Retype, without any change, the lines of the rows below from the line with "yellow leaf | locate" through the final line of the rows.

▬▬▬

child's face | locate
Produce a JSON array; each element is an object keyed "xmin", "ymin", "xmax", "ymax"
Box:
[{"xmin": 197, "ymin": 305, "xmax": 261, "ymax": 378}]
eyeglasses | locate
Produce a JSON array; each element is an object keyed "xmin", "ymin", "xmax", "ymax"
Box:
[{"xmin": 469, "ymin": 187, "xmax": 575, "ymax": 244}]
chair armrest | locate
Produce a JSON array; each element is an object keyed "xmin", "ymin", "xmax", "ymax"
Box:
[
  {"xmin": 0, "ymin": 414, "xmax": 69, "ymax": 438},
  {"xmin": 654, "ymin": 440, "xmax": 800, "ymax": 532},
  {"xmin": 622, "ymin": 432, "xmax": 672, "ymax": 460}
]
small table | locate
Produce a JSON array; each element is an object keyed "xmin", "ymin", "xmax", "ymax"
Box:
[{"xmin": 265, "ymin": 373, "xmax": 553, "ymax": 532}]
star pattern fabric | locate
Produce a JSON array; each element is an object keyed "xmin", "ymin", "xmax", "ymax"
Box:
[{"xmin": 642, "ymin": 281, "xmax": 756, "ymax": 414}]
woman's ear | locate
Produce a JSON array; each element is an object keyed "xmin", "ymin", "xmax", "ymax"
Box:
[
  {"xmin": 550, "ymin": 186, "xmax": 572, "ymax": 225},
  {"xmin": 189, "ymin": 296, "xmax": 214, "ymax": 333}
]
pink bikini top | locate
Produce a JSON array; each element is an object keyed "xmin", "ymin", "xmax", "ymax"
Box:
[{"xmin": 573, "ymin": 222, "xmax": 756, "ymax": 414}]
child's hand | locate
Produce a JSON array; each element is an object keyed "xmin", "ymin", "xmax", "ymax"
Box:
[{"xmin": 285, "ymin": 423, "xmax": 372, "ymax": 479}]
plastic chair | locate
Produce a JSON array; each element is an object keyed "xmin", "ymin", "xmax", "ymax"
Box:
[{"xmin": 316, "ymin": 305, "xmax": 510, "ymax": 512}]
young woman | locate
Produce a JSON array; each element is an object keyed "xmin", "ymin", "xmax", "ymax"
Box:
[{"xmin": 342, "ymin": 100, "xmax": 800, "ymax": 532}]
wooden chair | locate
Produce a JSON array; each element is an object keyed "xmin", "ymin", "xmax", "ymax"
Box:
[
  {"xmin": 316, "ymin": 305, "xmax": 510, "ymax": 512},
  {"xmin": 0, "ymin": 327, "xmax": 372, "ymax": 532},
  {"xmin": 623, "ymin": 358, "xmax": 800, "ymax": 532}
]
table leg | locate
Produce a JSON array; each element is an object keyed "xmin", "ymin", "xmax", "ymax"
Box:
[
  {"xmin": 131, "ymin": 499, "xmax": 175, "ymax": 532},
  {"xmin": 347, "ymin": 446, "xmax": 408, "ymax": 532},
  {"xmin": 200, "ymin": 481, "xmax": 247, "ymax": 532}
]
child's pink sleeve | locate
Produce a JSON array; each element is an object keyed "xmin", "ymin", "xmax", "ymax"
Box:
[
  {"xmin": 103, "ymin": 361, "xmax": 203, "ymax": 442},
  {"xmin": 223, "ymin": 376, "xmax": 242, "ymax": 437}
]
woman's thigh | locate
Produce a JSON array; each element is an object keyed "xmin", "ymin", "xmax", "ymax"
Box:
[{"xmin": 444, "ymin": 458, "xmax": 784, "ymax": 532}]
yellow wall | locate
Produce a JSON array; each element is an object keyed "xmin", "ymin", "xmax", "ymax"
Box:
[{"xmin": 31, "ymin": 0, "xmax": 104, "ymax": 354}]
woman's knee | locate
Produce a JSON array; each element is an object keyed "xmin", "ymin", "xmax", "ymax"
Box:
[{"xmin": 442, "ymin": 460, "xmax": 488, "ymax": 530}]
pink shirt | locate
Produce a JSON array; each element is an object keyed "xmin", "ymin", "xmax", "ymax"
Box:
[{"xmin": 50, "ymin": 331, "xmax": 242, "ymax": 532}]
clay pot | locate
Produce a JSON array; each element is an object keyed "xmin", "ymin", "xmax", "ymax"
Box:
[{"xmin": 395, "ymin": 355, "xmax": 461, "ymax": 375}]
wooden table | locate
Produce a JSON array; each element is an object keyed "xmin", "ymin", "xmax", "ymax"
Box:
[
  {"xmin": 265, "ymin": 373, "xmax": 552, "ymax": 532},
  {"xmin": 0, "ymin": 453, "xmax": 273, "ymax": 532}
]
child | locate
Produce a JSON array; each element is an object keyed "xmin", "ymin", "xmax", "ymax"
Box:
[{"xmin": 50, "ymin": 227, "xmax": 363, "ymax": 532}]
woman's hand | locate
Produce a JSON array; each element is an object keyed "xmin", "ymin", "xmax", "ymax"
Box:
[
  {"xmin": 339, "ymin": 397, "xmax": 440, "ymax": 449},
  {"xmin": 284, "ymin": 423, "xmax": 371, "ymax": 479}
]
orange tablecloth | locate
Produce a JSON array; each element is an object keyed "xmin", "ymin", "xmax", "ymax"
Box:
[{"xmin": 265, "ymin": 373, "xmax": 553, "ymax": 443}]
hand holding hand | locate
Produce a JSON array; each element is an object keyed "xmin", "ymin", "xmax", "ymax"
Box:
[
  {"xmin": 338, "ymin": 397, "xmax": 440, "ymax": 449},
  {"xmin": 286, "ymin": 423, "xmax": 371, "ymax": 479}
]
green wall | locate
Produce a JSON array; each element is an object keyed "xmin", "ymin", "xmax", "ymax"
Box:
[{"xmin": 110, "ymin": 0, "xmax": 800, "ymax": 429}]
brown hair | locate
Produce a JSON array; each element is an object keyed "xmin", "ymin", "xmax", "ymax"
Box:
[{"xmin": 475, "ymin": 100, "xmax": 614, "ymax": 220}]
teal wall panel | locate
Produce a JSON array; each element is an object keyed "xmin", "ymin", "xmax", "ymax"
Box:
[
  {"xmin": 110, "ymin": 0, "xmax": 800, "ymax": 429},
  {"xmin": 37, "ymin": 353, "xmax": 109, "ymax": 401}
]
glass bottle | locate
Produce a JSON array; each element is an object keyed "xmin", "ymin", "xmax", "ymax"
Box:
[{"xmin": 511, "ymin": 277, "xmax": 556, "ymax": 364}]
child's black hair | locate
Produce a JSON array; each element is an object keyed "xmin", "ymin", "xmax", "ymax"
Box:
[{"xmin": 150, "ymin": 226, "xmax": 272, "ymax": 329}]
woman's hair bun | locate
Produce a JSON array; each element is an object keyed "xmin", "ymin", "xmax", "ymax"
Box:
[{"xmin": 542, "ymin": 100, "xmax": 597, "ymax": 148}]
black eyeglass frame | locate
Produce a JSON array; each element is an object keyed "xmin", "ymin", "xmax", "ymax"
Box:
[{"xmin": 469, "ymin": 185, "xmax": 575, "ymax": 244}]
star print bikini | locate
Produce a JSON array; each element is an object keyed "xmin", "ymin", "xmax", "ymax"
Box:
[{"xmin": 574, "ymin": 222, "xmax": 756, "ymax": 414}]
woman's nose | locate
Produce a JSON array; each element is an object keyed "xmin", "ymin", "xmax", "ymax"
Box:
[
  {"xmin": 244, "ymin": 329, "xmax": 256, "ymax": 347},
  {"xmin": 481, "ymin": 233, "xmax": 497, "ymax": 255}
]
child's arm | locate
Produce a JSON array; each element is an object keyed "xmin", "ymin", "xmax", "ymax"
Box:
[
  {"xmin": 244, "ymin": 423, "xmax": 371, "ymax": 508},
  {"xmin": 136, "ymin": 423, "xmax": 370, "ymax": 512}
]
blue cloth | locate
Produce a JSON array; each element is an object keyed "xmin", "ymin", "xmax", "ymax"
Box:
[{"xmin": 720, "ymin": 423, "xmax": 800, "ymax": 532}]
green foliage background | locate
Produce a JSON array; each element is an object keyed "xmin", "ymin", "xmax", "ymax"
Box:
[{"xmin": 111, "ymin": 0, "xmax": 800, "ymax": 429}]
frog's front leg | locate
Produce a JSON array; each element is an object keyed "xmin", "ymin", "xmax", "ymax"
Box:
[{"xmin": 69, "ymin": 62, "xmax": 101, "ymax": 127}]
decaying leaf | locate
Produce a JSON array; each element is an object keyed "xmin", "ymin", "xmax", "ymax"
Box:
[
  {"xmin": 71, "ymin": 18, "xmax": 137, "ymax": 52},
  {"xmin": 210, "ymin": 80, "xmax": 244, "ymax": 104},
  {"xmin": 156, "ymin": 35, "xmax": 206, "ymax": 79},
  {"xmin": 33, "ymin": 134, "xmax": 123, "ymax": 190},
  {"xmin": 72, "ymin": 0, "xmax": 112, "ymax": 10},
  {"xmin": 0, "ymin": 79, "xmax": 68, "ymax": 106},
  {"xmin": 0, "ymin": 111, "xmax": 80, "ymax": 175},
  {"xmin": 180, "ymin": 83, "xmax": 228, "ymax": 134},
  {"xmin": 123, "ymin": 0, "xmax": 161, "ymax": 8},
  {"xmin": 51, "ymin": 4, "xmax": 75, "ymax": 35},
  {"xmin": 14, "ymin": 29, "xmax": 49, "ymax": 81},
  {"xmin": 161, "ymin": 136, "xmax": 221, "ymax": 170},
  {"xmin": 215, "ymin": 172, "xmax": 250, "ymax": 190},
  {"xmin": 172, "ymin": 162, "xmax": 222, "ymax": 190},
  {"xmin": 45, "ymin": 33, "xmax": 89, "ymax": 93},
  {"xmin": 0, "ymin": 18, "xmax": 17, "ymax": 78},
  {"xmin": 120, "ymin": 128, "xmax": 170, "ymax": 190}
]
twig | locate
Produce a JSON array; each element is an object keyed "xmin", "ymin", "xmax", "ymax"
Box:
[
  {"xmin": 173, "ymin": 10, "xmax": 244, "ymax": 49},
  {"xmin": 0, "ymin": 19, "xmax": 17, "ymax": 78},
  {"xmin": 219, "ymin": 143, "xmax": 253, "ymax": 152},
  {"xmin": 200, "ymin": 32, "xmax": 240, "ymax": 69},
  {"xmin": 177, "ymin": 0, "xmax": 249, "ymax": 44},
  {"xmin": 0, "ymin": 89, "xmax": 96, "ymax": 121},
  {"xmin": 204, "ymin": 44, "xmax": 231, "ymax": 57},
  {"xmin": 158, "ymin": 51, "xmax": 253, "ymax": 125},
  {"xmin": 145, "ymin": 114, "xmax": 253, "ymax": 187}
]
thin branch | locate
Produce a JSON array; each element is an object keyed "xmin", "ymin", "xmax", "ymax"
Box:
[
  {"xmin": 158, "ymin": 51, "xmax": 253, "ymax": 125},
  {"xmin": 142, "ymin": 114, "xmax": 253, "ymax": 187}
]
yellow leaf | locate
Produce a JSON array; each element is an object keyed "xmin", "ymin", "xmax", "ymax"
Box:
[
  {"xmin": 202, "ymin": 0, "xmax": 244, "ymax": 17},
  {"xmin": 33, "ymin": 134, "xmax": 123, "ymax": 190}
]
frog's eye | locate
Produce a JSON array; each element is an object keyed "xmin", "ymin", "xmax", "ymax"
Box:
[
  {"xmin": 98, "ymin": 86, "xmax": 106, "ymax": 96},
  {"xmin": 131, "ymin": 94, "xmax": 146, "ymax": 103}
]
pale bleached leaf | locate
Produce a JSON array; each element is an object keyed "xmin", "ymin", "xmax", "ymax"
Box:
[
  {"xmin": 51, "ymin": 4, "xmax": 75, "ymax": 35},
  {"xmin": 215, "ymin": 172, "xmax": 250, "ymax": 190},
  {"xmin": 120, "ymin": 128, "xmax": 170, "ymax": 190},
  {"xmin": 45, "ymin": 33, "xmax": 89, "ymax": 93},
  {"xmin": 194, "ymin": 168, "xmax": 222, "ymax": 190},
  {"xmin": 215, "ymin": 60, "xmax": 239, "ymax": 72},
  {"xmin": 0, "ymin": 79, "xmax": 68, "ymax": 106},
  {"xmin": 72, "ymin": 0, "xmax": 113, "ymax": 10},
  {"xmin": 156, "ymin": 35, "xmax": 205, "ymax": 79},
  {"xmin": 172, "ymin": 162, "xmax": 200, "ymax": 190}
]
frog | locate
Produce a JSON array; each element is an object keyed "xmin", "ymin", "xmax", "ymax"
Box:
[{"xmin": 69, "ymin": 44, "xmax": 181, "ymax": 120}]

▬▬▬

• TASK RESULT:
yellow leaf | locate
Produce a JSON array; each element is an object keyed "xmin", "ymin", "xmax", "ymax"
Box:
[
  {"xmin": 202, "ymin": 0, "xmax": 244, "ymax": 17},
  {"xmin": 33, "ymin": 134, "xmax": 123, "ymax": 190}
]
frog's eye | locate
Produce a JSON array; each element is an object keyed "xmin", "ymin", "xmax", "ymax"
Box:
[
  {"xmin": 98, "ymin": 86, "xmax": 106, "ymax": 96},
  {"xmin": 131, "ymin": 94, "xmax": 146, "ymax": 103}
]
pale bleached leaf | locate
Produce a JSON array; each element is an object keyed "xmin", "ymin", "xmax", "ymax"
Box:
[
  {"xmin": 51, "ymin": 4, "xmax": 75, "ymax": 35},
  {"xmin": 215, "ymin": 172, "xmax": 250, "ymax": 190},
  {"xmin": 120, "ymin": 128, "xmax": 170, "ymax": 190},
  {"xmin": 45, "ymin": 33, "xmax": 89, "ymax": 93},
  {"xmin": 194, "ymin": 168, "xmax": 222, "ymax": 190},
  {"xmin": 215, "ymin": 60, "xmax": 239, "ymax": 72},
  {"xmin": 0, "ymin": 79, "xmax": 68, "ymax": 106},
  {"xmin": 72, "ymin": 0, "xmax": 113, "ymax": 10},
  {"xmin": 156, "ymin": 35, "xmax": 205, "ymax": 79},
  {"xmin": 172, "ymin": 162, "xmax": 200, "ymax": 190}
]
frog | locate
Produce a JSON array; each element is an object keyed "xmin", "ymin", "xmax", "ymax"
Box:
[{"xmin": 69, "ymin": 44, "xmax": 181, "ymax": 120}]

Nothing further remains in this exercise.